■ DIRECTIONS FOR THIS TASK
Revise the material from its start through the line holding "column 400, row 452", inclusive, changing "dot" to "point" and leaving everything else unchanged. Give back only those lines.

Entries taken from a collection:
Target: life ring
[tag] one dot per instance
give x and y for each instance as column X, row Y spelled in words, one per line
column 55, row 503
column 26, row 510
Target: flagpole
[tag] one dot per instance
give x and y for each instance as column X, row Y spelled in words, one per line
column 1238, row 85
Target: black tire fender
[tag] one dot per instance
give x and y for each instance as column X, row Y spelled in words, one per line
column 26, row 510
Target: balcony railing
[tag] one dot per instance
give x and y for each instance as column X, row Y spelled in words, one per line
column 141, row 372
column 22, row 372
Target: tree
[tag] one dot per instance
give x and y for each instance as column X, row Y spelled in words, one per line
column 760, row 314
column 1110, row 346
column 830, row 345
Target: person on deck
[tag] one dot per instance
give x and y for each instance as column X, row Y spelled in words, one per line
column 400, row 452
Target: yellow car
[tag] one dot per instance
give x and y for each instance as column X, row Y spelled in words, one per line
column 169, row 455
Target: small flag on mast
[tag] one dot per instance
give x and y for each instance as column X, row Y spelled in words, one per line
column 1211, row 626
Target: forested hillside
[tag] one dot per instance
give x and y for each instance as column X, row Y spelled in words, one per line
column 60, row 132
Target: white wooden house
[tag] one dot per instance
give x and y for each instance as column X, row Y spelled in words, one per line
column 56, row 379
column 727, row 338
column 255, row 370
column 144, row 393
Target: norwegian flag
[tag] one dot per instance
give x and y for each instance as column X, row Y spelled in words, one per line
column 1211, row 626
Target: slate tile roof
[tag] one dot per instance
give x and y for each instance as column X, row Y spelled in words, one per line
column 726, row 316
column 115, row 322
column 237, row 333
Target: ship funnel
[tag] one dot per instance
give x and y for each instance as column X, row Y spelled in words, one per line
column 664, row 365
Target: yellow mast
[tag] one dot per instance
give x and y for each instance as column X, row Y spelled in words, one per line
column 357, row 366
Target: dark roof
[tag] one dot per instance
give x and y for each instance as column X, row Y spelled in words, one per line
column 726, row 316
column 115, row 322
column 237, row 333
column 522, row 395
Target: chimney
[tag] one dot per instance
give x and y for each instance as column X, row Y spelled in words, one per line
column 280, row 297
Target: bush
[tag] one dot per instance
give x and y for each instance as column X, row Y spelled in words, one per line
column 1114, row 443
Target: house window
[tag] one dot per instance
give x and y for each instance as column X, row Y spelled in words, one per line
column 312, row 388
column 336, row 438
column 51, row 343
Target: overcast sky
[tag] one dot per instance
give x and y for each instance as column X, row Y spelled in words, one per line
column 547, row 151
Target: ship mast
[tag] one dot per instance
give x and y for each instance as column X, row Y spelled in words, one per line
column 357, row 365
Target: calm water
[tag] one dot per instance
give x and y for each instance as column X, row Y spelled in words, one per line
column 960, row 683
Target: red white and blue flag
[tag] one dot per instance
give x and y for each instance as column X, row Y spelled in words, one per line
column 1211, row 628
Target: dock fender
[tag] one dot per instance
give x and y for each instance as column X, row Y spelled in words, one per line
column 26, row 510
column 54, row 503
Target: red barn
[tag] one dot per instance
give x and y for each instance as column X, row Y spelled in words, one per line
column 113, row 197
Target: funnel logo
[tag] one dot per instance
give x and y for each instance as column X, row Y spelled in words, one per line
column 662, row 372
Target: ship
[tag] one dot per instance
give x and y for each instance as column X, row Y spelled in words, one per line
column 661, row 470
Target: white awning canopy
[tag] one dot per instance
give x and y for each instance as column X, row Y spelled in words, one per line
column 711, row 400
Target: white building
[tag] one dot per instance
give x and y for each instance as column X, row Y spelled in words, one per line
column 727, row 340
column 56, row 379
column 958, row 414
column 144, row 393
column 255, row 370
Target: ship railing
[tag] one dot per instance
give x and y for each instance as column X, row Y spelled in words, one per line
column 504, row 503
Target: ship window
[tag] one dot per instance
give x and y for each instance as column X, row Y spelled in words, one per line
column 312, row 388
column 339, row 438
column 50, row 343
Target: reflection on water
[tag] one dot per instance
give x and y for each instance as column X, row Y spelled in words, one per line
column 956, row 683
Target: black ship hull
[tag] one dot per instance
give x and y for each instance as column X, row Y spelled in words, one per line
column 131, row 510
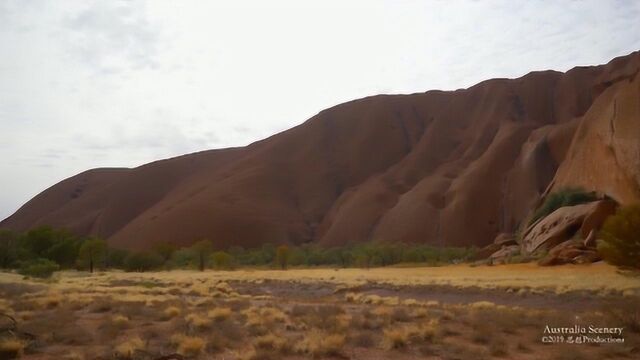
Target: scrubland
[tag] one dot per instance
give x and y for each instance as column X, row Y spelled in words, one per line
column 448, row 312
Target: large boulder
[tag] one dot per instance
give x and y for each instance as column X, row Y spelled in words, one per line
column 504, row 254
column 570, row 252
column 563, row 224
column 502, row 240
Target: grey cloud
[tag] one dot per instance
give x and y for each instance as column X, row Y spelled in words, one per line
column 113, row 36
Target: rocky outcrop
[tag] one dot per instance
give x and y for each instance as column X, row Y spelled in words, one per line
column 564, row 223
column 570, row 252
column 504, row 254
column 446, row 168
column 501, row 241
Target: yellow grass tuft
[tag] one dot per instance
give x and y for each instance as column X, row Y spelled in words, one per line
column 220, row 314
column 318, row 344
column 271, row 342
column 198, row 321
column 396, row 338
column 188, row 345
column 482, row 305
column 410, row 302
column 11, row 348
column 171, row 312
column 120, row 321
column 382, row 311
column 128, row 348
column 353, row 297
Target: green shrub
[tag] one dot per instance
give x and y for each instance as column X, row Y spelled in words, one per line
column 620, row 244
column 282, row 257
column 222, row 260
column 561, row 198
column 41, row 268
column 8, row 249
column 142, row 261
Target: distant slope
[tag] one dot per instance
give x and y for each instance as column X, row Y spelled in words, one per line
column 441, row 167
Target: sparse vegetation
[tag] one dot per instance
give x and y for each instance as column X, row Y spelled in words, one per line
column 41, row 268
column 222, row 260
column 188, row 345
column 91, row 252
column 142, row 261
column 620, row 244
column 561, row 198
column 282, row 257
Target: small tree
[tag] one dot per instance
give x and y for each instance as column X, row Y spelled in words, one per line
column 620, row 244
column 202, row 249
column 165, row 250
column 282, row 256
column 222, row 260
column 42, row 268
column 142, row 261
column 8, row 248
column 92, row 251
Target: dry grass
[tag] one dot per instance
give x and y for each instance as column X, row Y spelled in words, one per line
column 401, row 336
column 198, row 321
column 220, row 314
column 211, row 319
column 272, row 342
column 120, row 321
column 318, row 344
column 171, row 312
column 188, row 345
column 11, row 348
column 128, row 348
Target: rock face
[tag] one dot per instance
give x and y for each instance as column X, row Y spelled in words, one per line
column 570, row 252
column 441, row 167
column 562, row 224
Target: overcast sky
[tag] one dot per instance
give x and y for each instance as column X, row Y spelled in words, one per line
column 87, row 84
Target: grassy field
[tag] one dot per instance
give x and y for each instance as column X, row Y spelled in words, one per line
column 448, row 312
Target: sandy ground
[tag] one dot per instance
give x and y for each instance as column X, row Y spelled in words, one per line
column 449, row 312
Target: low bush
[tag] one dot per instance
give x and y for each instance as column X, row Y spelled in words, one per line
column 40, row 268
column 620, row 244
column 561, row 198
column 142, row 261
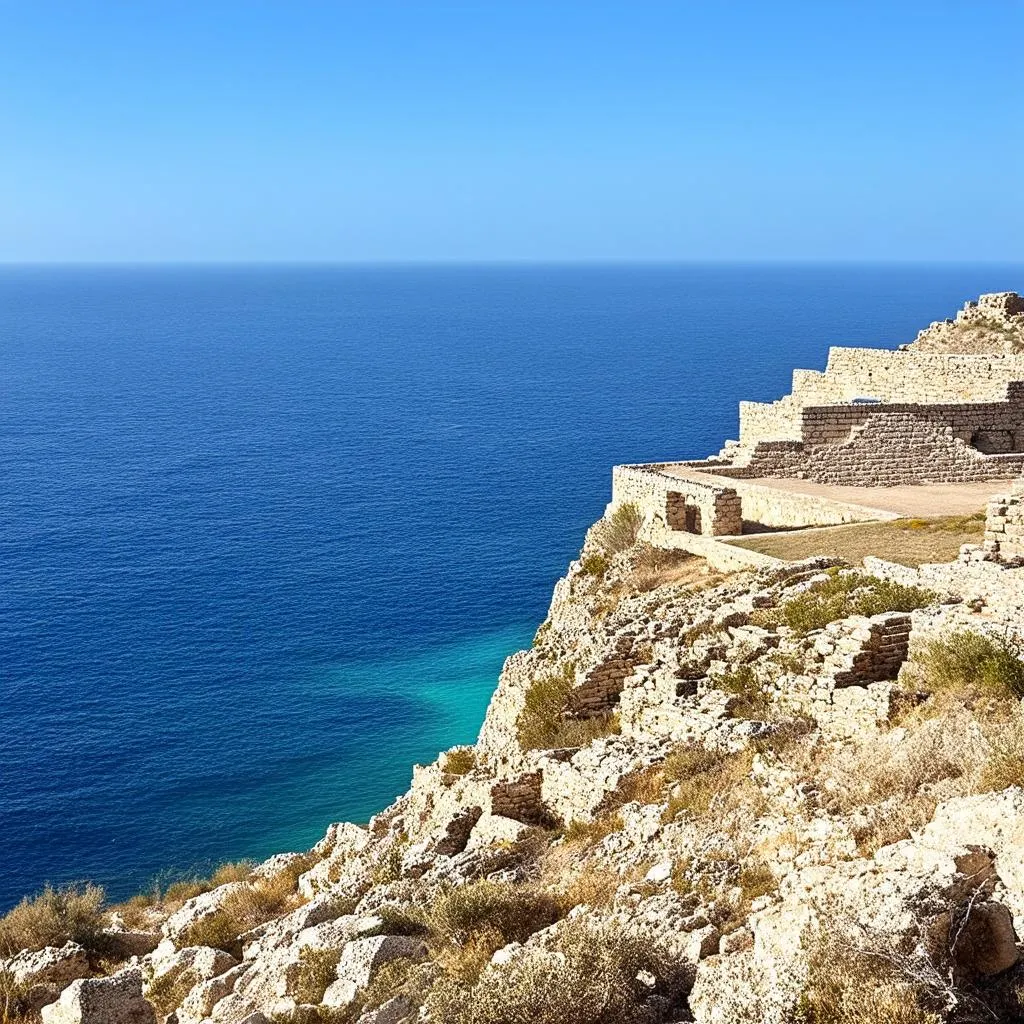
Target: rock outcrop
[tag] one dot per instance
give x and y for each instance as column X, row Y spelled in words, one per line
column 767, row 796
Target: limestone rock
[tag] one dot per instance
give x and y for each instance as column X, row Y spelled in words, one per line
column 117, row 999
column 360, row 958
column 51, row 966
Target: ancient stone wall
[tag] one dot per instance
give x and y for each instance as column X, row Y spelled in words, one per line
column 894, row 443
column 1005, row 527
column 519, row 799
column 599, row 691
column 903, row 376
column 688, row 506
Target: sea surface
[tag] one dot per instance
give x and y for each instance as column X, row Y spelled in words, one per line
column 267, row 534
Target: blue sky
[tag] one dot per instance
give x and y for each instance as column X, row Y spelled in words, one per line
column 747, row 130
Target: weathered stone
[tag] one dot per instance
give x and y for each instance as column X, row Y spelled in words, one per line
column 117, row 999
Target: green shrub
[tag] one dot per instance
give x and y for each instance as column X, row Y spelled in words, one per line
column 542, row 634
column 702, row 777
column 589, row 834
column 619, row 530
column 847, row 984
column 595, row 565
column 315, row 971
column 546, row 721
column 252, row 904
column 968, row 660
column 749, row 699
column 848, row 594
column 71, row 913
column 168, row 991
column 514, row 911
column 461, row 761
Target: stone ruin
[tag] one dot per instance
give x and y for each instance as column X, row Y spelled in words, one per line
column 947, row 409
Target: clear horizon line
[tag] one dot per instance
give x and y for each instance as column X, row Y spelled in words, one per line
column 505, row 262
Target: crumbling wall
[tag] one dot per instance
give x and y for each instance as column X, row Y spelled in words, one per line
column 905, row 376
column 1005, row 527
column 690, row 506
column 894, row 443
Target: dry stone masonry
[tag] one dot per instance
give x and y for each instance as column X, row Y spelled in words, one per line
column 947, row 409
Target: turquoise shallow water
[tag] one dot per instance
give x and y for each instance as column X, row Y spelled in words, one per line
column 267, row 534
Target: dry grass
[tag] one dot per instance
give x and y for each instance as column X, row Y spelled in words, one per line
column 876, row 770
column 14, row 1003
column 842, row 595
column 851, row 985
column 593, row 981
column 1005, row 765
column 254, row 903
column 908, row 542
column 704, row 779
column 137, row 911
column 168, row 991
column 619, row 530
column 315, row 972
column 659, row 566
column 749, row 699
column 461, row 761
column 71, row 913
column 586, row 835
column 546, row 723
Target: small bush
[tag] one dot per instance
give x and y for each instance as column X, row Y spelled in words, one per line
column 704, row 777
column 389, row 867
column 461, row 761
column 970, row 662
column 749, row 699
column 588, row 834
column 71, row 913
column 845, row 594
column 315, row 972
column 545, row 722
column 514, row 911
column 542, row 634
column 655, row 566
column 619, row 530
column 1005, row 765
column 254, row 903
column 14, row 1001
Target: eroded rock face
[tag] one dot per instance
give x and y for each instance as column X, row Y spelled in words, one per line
column 360, row 960
column 745, row 790
column 117, row 999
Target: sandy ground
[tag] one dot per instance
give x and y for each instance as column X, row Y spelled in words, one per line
column 912, row 501
column 918, row 500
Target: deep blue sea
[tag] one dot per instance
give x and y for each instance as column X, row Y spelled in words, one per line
column 267, row 534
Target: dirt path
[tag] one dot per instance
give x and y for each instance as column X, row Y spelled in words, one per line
column 920, row 500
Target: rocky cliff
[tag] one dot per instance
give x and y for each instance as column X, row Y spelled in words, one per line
column 790, row 795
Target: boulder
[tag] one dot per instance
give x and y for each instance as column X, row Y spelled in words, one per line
column 199, row 1004
column 203, row 962
column 360, row 958
column 117, row 999
column 984, row 941
column 51, row 966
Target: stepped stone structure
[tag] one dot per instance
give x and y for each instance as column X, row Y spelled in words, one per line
column 947, row 409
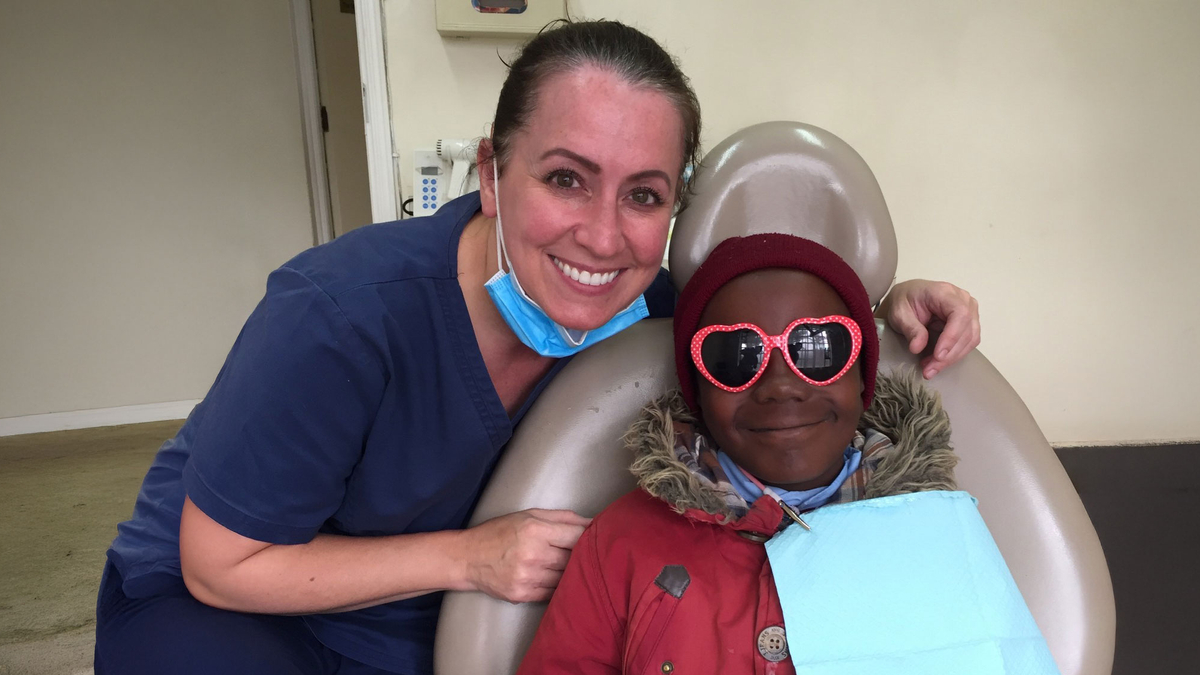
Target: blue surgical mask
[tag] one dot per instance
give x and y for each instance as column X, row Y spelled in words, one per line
column 529, row 322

■ RESPONSE FOR THIS EXERCISE
Target: life ring
[tag] one point per instance
give x and y for each instance as column X, row Y spelled in words, one per line
column 55, row 503
column 26, row 510
Target: flagpole
[tag] one point per instance
give x and y for each instance as column X, row Y spelled in words, one per line
column 1238, row 85
Target: black tire fender
[tag] one point per instance
give x and y for each instance as column X, row Y spelled in words, one per line
column 26, row 510
Target: balcony railing
[tag] one point per instance
give x and y for each instance as column X, row Y spelled in words, one per line
column 141, row 372
column 22, row 372
Target: tree
[tag] one point per instance
give x and y for each instance as column X, row Y spelled in words, one per line
column 760, row 314
column 1110, row 346
column 830, row 345
Target: person on deck
[tag] one point per instance
give x and y for each instance as column X, row Y spelled in words, one per line
column 400, row 452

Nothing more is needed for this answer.